26.11.09

700 mil utentes não têm médico de família

Ivete Carneiro, in Jornal de Notícias

Estudo da Deco dá conta de 700 mil pessoas semacesso a este direito. Ministério da Saúde tem outras contas


Enquanto não terminar a limpeza do registo de utentes, é impossível afirmar quantos não têm médico de família, até porque há 500 mil duplicados. A Deco diz que são 700 mil e que 37% esperam mais de um mês por uma consulta.

A conclusão da Associação de Defesa dos Consumidores assenta num inquérito a 4300 utentes de 70 centros de saúde, dos quais 10% disseram não estar inscritos na lista de nenhum médico. Extrapolando, dá 700 mil no país. "Não é novidade nenhuma. Mas o problema é que é mais uma estimativa. Ninguém saberá ao certo quantos serão enquanto o registo nacional do utente não estiver concluído", disse ao JN o coordenador da Missão para os Cuidados Primários, Luís Pisco.

O problema está justamente nesse registo. Segundo o secretário de Estado Adjunto da Saúde, implicou a fusão de 400 bases de dados diferentes, que arrancou há já uns anos, e tarda em ficar pronto. "No final do primeiro semestre de 2010 contamos estar muito próximos da realidade", acredita Manuel Pizarro. Até lá, está-se no terreno das suposições. Com uma quase certeza: "Estimamos que a nossa lista ainda possa ter mais de meio milhão de utentes duplicados". Ou seja, utentes inscritos em diferentes centros de saúde ou com duas inscrições com nomes parecidos. "No início do processo, eram 2,5 milhões".

O expurgo permitirá não só perceber que há médicos que não têm, afinal, os 1500 utentes previstos, como, porventura, desvalorizar o número de utentes sem médico de família. "Não é possível haver mais utentes do que pessoas em todos os concelhos do país", afiança Manuel Pizarro.

Quanto à eliminação dos duplicados, far-se-á de duas formas. Ambas demoradas. Os duplos registos desaparecerão à medida que se for generalizando o cartão do cidadão e, ao mesmo tempo, através do contacto pessoa a pessoa pelos serviços, até porque é legalmente impossível cruzar dados com o Bilhete de Identidade.

Seja como for, há utentes sem médico de família. Quantos? "Em 2005, calculávamos que eram 700 mil". Os mesmos de que fala agora a Deco, cujo estudo Manuel Pizarro garante estar bem feito. No entanto, se as unidades de saúde familiar (USF) deram médico a 300 mil utentes a descoberto, já só serão cerca de 400 mil, calcula.

AÇÃO PEDIDA 1: No texto sobre os utentes sem médico de família, explique em poucas frases porque é que ainda não se sabe ao certo quantos utentes estão nessa situação.
AÇÃO PEDIDA 2: Prolongue o texto sobre os utentes sem médico de família, começando a seguir à última frase.

DADOS FORNECIDOS:
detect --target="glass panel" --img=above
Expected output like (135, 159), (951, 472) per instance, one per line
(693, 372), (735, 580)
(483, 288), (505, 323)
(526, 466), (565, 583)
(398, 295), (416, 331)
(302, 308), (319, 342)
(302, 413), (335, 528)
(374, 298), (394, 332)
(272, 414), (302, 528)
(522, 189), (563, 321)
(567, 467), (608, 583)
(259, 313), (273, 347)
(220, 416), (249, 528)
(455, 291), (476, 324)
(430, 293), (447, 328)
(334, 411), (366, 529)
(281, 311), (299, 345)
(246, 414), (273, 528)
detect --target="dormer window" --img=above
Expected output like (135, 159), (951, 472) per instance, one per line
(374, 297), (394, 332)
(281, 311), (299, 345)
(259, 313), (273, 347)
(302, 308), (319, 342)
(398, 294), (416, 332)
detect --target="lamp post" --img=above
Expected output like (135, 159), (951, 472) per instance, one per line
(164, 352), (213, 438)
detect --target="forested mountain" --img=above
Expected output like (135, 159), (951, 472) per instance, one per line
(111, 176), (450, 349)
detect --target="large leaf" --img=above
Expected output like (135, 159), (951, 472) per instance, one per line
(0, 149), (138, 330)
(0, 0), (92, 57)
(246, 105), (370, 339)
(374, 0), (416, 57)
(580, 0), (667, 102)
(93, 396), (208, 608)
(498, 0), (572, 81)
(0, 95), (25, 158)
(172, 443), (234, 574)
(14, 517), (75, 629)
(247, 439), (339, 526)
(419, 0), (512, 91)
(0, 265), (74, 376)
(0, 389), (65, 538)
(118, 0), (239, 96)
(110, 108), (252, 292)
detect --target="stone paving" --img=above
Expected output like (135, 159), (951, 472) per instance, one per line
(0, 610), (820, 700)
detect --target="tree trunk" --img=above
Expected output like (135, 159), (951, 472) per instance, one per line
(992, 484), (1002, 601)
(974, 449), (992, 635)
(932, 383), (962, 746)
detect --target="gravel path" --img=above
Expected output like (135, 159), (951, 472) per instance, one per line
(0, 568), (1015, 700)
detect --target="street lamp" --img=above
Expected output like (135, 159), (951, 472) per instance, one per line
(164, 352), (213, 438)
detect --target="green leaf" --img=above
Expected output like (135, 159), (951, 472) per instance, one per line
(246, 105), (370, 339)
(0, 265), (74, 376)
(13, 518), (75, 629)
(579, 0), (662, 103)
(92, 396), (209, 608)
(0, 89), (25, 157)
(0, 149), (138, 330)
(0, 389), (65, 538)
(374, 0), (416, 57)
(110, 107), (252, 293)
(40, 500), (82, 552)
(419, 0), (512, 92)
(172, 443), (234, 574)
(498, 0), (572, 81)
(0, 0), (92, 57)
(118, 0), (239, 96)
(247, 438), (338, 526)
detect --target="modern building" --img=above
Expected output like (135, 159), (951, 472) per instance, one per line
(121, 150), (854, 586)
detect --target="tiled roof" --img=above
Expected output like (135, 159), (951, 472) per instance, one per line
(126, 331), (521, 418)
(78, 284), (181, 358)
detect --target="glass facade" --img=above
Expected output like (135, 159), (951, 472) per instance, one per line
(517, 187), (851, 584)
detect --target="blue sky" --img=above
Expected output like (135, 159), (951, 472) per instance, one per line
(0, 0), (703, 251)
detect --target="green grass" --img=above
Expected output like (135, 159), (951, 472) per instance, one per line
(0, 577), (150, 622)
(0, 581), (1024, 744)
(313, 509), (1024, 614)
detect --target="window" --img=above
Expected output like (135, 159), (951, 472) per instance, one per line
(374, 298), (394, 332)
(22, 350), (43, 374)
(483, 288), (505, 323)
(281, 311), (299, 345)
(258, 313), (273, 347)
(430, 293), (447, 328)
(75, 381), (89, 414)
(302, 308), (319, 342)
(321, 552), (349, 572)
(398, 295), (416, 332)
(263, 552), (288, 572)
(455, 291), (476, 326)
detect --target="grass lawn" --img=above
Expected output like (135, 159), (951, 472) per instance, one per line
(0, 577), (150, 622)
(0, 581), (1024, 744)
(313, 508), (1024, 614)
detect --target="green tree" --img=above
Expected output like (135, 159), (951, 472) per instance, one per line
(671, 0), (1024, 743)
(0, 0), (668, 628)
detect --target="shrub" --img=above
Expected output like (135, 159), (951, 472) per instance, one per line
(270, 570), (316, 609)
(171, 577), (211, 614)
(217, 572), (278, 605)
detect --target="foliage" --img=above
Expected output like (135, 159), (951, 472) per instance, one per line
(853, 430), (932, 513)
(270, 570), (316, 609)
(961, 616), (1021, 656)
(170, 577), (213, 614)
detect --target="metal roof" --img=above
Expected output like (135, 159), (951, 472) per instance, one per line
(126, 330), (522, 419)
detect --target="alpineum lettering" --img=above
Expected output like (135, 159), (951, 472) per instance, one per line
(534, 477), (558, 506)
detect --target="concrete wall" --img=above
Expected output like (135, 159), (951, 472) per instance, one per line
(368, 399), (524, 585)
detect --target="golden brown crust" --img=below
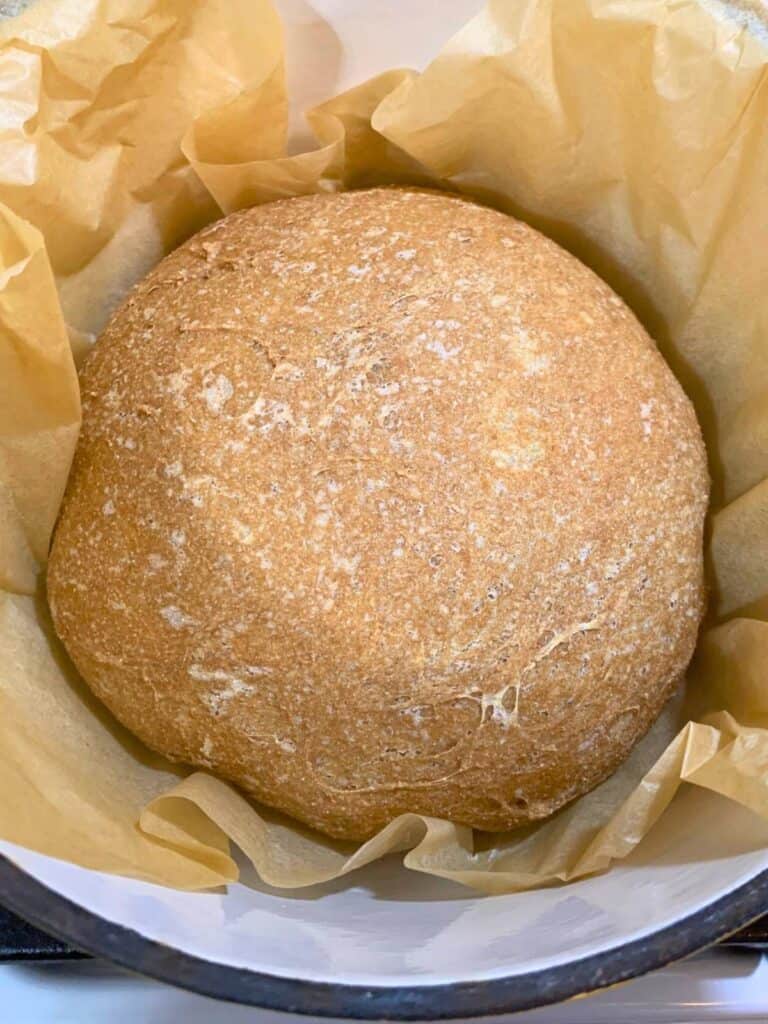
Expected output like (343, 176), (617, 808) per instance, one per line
(48, 189), (708, 839)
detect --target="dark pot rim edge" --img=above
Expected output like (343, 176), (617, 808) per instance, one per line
(0, 855), (768, 1021)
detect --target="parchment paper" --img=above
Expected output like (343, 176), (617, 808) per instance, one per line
(0, 0), (768, 892)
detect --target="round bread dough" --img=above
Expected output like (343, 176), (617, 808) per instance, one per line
(48, 189), (708, 840)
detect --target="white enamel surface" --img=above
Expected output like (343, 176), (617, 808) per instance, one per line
(0, 0), (768, 985)
(0, 788), (768, 985)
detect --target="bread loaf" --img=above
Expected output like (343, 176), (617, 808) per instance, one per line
(48, 189), (708, 840)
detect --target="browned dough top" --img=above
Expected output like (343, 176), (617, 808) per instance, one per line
(48, 189), (708, 838)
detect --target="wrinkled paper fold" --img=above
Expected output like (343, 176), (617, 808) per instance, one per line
(0, 0), (768, 892)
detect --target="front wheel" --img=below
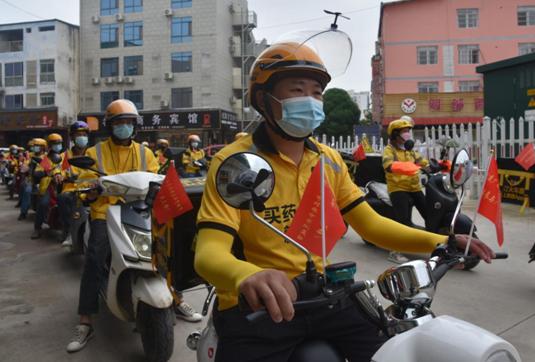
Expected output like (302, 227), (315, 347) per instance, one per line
(136, 302), (175, 362)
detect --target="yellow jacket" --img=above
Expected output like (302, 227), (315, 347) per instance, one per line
(383, 144), (429, 193)
(86, 138), (158, 220)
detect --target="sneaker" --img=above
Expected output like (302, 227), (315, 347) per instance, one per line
(388, 251), (409, 264)
(67, 324), (94, 353)
(175, 302), (202, 322)
(61, 235), (72, 248)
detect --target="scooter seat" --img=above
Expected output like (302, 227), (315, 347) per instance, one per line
(366, 181), (392, 206)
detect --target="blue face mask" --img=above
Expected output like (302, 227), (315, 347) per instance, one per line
(271, 96), (325, 138)
(74, 136), (89, 148)
(113, 124), (134, 140)
(52, 144), (63, 153)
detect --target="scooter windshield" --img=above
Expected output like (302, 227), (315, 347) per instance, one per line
(274, 29), (353, 78)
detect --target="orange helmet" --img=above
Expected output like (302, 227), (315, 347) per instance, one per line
(46, 133), (63, 144)
(188, 134), (201, 143)
(249, 42), (331, 113)
(104, 99), (139, 126)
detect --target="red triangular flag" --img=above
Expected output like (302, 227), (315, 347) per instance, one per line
(152, 164), (193, 224)
(287, 162), (346, 256)
(477, 157), (503, 246)
(515, 143), (535, 171)
(353, 143), (366, 162)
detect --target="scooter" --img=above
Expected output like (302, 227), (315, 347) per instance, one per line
(187, 150), (521, 362)
(69, 156), (175, 362)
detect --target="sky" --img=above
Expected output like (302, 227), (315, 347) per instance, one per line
(0, 0), (394, 91)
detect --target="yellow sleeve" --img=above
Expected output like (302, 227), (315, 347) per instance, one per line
(344, 202), (448, 253)
(195, 228), (263, 291)
(383, 146), (395, 171)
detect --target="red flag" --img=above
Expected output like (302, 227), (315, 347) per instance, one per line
(477, 157), (503, 246)
(515, 143), (535, 171)
(287, 162), (346, 255)
(353, 143), (366, 162)
(152, 164), (193, 224)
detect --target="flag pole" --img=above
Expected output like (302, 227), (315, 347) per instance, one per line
(320, 152), (327, 270)
(464, 149), (494, 256)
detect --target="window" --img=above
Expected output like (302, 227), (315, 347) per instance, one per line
(100, 91), (119, 112)
(100, 24), (119, 49)
(124, 0), (143, 13)
(100, 58), (119, 77)
(416, 47), (438, 64)
(518, 43), (535, 55)
(100, 0), (119, 15)
(459, 80), (481, 92)
(40, 59), (56, 84)
(418, 82), (438, 93)
(124, 21), (143, 47)
(171, 0), (191, 9)
(41, 93), (56, 107)
(457, 9), (479, 28)
(124, 90), (143, 110)
(459, 45), (479, 64)
(124, 55), (143, 75)
(171, 52), (191, 73)
(5, 94), (23, 109)
(516, 6), (535, 26)
(39, 25), (56, 31)
(4, 62), (24, 87)
(171, 16), (191, 43)
(171, 87), (193, 108)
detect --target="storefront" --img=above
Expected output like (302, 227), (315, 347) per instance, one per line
(79, 109), (238, 147)
(0, 107), (67, 146)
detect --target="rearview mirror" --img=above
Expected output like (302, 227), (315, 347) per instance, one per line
(67, 156), (95, 170)
(216, 152), (275, 211)
(450, 149), (474, 188)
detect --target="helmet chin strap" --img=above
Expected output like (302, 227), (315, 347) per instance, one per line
(264, 93), (312, 142)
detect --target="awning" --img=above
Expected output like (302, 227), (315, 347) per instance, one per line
(383, 117), (483, 126)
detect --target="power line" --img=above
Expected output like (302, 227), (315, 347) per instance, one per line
(0, 0), (45, 20)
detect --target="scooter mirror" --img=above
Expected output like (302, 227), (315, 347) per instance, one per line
(68, 156), (95, 170)
(216, 152), (275, 211)
(450, 149), (474, 188)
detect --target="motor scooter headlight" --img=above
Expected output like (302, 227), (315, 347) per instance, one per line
(125, 226), (152, 261)
(442, 174), (455, 194)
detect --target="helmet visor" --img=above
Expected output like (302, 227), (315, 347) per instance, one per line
(275, 29), (353, 78)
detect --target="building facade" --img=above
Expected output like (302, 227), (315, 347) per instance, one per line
(372, 0), (535, 125)
(0, 19), (80, 144)
(80, 0), (262, 143)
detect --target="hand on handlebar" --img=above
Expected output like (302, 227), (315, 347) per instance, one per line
(455, 234), (496, 264)
(239, 269), (297, 323)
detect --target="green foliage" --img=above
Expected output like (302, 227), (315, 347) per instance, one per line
(316, 88), (360, 136)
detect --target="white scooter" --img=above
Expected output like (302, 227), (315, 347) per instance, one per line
(69, 156), (175, 362)
(187, 150), (521, 362)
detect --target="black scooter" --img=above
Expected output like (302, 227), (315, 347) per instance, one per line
(364, 160), (479, 270)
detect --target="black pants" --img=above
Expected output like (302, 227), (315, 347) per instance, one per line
(214, 304), (386, 362)
(78, 220), (111, 315)
(390, 191), (427, 226)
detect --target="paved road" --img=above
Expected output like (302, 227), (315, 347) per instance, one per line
(0, 187), (535, 362)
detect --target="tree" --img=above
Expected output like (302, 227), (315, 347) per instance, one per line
(317, 88), (360, 136)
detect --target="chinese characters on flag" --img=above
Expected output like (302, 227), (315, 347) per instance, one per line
(477, 157), (503, 246)
(152, 163), (193, 225)
(287, 162), (346, 255)
(515, 143), (535, 171)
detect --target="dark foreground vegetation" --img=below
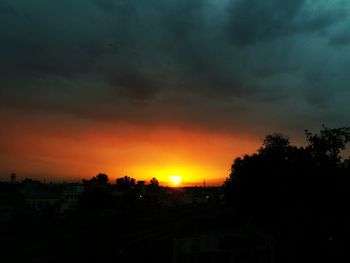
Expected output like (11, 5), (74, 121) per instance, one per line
(0, 127), (350, 263)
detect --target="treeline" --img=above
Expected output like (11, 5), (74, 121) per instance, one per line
(224, 126), (350, 262)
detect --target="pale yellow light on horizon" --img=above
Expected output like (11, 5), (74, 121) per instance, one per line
(169, 175), (182, 186)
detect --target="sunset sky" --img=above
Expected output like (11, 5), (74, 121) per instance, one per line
(0, 0), (350, 185)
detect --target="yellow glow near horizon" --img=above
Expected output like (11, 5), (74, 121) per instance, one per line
(169, 175), (182, 186)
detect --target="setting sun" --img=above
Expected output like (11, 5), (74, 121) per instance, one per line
(169, 175), (182, 186)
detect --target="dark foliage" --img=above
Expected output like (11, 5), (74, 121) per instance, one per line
(224, 126), (350, 262)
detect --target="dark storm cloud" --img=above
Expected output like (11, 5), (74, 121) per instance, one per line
(0, 0), (350, 135)
(229, 0), (344, 46)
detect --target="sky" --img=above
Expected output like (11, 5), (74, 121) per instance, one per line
(0, 0), (350, 185)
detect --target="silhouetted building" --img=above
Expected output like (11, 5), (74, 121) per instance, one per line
(60, 185), (85, 212)
(10, 173), (16, 184)
(173, 235), (274, 263)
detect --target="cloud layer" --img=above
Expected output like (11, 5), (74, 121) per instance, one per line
(0, 0), (350, 138)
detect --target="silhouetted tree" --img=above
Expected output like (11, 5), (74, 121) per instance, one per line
(224, 126), (350, 262)
(150, 177), (159, 187)
(116, 175), (136, 190)
(305, 125), (350, 167)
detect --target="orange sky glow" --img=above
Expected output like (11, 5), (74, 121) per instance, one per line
(0, 110), (259, 186)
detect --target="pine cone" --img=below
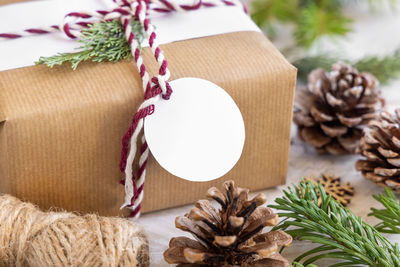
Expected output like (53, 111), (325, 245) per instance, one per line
(356, 109), (400, 193)
(164, 181), (292, 267)
(294, 62), (384, 155)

RESPOSTA ESCRITA 1: Ainda não se sabe porque a limpeza do registo nacional do utente não terminou. Esse registo juntou 400 bases de dados diferentes e ainda pode ter mais de meio milhão de utentes duplicados. São pessoas inscritas em centros de saúde diferentes ou com duas inscrições com nomes parecidos.

RESPOSTA ESCRITA 2:
No que toca à questão da espera denunciada pela Deco, o governante admite "tempos de espera excessivos nalguns sítios" e atribui-os à falta de médicos. E aponta, contudo, medidas que só a prazo terão efeito: o aumento de mil para 1658 do número de vagas para cursos de Medicina desde 2005, o aumento das vagas de especialidade de Medicina Geral e Familiar (que são 30% do total) e a abertura de um curso de Medicina no Algarve, região que, segundo a Deco, é a pior em utentes a descoberto e nos tempos de espera por consultas. Mas Pizarro realça o facto de o estudo revelar uma melhoria da satisfação dos utentes, que liga à melhoria do acesso devido às 207 USF.

O certo é que a espera por uma consulta denunciado pela Deco - mais de um mês para a maioria nos centros de saúde, contra uma semana em Espanha, e mais de dois meses para 27% nos hospitais - deixa longe os objectivos definidos na Carta dos Direitos de Acesso aos Cuidados de Saúde, que vai fazer um ano. Previa 15 dias para consultas nos cuidados primários e 30 a 150 nos hospitais, em função da prioridade.

Apesar de a Carta já estar em vigor, ainda não há avaliação da sua aplicação, admite Pizarro, que remete um balanço para o primeiro trimestre de 2010. "A ideia que temos é que o tempo de espera tem vindo a diminuir - no Norte está muito próximo do previsto - mas há especialidades e hospitais onde se espera acima do previsto".